#### [Required work]
Everything from the line containing "Can you see the gravel?" through the last line of the data below should be given again exactly, both end lines included and nothing more.

#### [Records for this task]
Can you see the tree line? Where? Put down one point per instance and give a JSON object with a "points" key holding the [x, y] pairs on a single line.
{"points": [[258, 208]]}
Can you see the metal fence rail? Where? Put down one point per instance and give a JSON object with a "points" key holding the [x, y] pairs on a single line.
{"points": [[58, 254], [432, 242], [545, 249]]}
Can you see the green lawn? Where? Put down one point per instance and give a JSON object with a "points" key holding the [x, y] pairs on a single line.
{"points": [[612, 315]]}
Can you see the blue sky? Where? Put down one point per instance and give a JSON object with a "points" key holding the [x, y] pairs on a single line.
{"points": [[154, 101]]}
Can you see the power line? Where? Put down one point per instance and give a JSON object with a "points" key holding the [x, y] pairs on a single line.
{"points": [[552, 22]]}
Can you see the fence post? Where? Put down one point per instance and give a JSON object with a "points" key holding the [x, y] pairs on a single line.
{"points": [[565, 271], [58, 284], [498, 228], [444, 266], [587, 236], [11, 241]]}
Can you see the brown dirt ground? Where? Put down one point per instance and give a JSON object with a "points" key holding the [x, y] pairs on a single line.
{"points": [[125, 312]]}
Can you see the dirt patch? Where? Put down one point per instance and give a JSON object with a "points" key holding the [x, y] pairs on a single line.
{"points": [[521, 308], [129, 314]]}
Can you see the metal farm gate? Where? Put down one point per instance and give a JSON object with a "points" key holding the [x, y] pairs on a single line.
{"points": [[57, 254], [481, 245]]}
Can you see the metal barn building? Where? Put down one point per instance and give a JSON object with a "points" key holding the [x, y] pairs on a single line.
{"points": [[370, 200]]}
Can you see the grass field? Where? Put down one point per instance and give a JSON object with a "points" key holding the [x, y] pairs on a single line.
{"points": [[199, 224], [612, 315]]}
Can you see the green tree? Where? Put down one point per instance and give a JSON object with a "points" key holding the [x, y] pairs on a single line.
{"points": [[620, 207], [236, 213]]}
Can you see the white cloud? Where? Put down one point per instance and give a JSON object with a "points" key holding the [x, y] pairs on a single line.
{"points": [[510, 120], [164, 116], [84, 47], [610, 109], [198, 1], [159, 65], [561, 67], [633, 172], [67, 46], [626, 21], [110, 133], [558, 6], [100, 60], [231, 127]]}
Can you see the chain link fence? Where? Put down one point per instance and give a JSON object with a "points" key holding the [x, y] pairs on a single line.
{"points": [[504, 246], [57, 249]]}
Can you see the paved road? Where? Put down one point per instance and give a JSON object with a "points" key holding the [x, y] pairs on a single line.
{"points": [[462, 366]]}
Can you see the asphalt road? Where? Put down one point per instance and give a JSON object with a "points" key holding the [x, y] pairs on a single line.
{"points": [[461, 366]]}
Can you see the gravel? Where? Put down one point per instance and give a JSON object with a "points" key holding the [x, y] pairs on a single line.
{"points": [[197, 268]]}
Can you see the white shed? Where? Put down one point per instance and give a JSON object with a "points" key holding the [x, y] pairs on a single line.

#### [Task answer]
Can you see the gravel? Where? Put down one point per instance and give a JSON object with a "points" key holding the [x, y] pairs on a single line.
{"points": [[197, 268]]}
Can you see the white shed? Where? Put down one point per instance and give a JSON object with a "points" key holding the [x, y] pairs on a single line.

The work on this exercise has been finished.